**Required task:** Which lines in the entries below contain the string "turnaround"? Pick out each one and copy it in full.

**Given records:**
___

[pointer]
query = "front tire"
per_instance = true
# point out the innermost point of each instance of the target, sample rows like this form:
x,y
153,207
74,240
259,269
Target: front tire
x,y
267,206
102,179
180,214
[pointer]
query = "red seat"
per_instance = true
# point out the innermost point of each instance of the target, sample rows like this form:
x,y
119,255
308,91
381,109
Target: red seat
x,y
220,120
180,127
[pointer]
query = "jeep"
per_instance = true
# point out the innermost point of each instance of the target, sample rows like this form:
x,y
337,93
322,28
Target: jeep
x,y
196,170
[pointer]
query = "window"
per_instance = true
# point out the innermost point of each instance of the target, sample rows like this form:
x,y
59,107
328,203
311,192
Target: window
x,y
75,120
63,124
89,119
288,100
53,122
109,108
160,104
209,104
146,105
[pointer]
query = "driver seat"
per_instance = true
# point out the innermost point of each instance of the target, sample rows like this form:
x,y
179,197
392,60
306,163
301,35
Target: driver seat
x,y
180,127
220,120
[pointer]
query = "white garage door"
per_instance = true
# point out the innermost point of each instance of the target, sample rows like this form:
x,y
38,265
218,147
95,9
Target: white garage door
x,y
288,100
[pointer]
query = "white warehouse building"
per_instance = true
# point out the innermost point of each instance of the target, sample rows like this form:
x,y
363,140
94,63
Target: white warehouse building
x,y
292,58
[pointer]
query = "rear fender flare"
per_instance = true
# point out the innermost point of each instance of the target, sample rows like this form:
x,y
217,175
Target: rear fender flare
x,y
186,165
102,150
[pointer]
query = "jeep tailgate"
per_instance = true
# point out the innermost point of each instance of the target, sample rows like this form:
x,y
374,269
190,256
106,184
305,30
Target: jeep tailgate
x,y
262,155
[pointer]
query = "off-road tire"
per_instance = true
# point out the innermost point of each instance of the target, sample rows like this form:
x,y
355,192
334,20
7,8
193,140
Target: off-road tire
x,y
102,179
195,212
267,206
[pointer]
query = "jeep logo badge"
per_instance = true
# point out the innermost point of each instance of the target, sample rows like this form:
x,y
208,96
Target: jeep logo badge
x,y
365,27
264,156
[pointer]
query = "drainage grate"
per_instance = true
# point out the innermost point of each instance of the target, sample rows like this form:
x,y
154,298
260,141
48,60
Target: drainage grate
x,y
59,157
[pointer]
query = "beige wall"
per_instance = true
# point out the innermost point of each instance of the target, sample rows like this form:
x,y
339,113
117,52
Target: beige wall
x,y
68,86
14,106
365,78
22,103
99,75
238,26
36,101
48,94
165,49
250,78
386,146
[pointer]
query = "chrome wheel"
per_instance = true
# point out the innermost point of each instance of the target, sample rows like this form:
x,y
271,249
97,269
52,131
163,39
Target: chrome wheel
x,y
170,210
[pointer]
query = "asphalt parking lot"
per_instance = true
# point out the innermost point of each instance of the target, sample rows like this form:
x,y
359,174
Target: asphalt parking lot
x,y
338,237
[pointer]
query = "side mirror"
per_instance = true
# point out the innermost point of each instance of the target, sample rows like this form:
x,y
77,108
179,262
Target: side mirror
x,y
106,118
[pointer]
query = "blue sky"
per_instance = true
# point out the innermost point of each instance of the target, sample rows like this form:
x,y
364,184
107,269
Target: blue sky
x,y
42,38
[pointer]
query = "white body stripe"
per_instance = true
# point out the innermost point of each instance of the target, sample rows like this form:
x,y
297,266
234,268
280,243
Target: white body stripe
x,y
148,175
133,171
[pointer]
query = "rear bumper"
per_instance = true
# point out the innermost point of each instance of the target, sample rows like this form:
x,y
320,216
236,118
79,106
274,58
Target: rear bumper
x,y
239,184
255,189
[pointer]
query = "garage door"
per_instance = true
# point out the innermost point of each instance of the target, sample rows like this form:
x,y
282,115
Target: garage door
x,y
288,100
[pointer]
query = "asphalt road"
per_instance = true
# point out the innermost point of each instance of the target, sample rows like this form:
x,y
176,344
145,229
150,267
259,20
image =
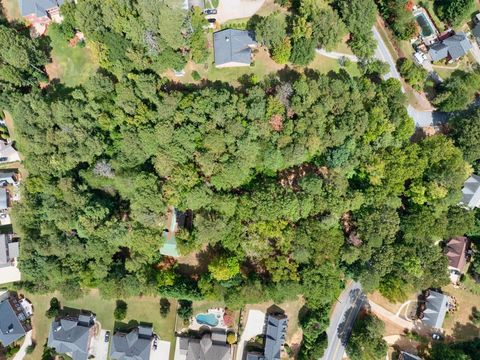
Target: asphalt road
x,y
344,315
421,118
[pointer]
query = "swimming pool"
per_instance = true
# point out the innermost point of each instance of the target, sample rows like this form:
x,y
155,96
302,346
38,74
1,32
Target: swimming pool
x,y
424,25
208,319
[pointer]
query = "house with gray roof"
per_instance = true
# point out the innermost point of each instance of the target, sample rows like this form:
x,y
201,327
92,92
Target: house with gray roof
x,y
38,9
13,316
471,192
9,250
275,333
451,48
72,335
233,48
134,345
211,346
436,307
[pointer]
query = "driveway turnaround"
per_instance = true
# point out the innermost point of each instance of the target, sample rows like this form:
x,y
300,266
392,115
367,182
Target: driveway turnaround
x,y
99,346
23,349
237,9
254,326
351,301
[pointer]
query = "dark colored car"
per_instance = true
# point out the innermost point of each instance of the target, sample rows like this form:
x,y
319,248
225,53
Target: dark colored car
x,y
210,11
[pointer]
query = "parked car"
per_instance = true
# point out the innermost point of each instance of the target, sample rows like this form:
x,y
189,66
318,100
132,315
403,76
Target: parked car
x,y
210,11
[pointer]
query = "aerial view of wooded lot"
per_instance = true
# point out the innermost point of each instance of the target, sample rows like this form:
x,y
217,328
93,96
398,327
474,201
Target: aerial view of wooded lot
x,y
284,181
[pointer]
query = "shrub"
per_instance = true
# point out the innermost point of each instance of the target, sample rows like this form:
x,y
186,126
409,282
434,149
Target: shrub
x,y
185,311
54,308
195,75
120,312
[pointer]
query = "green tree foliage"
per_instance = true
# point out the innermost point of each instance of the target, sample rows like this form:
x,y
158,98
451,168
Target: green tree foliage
x,y
458,92
366,341
399,17
454,12
465,132
120,312
414,74
359,16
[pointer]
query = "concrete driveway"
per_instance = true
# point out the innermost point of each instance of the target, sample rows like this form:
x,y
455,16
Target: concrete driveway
x,y
254,326
236,9
23,349
99,347
162,352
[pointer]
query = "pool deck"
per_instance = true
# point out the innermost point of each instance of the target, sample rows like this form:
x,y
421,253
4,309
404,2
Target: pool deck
x,y
218,312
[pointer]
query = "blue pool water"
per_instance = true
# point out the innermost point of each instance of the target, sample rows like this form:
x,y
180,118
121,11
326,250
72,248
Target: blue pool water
x,y
208,319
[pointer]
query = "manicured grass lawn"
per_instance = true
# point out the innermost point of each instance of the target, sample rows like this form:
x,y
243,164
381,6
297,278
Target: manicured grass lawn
x,y
458,323
72,65
141,309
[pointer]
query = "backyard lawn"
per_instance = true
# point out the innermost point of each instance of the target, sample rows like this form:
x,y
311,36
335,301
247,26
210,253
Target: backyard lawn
x,y
73,65
141,309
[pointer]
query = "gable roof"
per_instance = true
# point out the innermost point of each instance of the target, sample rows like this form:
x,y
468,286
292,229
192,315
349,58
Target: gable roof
x,y
471,192
275,336
434,314
11,328
456,251
134,345
476,30
458,45
69,335
38,7
438,51
231,45
205,349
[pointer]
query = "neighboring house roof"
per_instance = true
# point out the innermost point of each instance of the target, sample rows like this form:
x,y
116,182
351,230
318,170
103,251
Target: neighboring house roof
x,y
407,356
476,31
233,46
458,45
3,199
38,7
7,176
8,250
204,348
72,336
275,336
11,328
456,252
134,345
438,51
471,192
436,309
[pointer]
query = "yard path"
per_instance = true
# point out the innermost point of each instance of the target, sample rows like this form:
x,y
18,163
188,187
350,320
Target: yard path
x,y
336,55
23,349
385,314
253,327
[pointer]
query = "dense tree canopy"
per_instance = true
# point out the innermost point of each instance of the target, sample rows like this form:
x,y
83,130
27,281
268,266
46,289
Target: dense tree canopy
x,y
293,185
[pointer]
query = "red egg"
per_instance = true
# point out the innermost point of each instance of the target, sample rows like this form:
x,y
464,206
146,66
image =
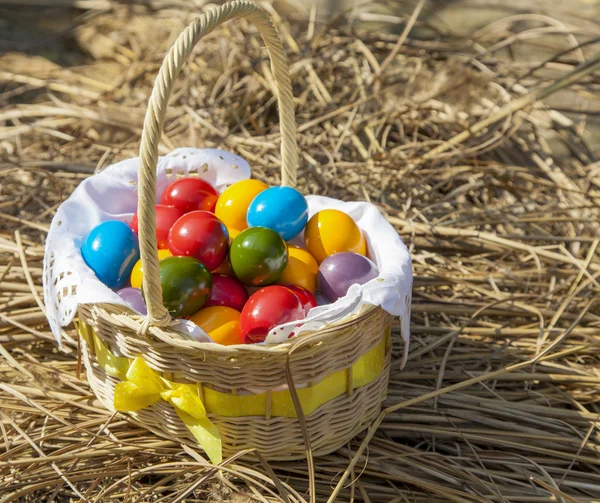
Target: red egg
x,y
166,216
201,235
267,308
190,194
228,292
308,299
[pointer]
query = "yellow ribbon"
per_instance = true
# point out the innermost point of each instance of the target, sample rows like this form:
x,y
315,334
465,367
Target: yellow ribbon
x,y
145,387
142,386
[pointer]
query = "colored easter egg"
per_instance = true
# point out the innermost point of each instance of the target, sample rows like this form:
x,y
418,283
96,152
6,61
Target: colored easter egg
x,y
339,272
306,298
258,256
166,216
301,269
227,291
233,203
221,323
201,235
233,233
186,285
224,268
282,209
137,273
269,307
332,231
133,297
111,250
190,194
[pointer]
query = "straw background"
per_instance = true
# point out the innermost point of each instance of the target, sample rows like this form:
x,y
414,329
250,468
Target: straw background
x,y
478,140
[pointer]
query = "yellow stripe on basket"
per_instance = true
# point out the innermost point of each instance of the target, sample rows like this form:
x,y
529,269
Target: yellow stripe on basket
x,y
365,369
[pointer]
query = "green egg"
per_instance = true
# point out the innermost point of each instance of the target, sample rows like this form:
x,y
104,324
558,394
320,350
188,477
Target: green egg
x,y
186,285
258,256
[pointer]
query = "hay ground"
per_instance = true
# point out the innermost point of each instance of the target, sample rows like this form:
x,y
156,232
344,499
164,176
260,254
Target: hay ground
x,y
499,400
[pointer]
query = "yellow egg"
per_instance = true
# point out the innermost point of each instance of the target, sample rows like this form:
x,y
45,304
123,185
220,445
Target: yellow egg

___

**Answer to this exercise:**
query = "driveway turnaround"
Target: driveway turnaround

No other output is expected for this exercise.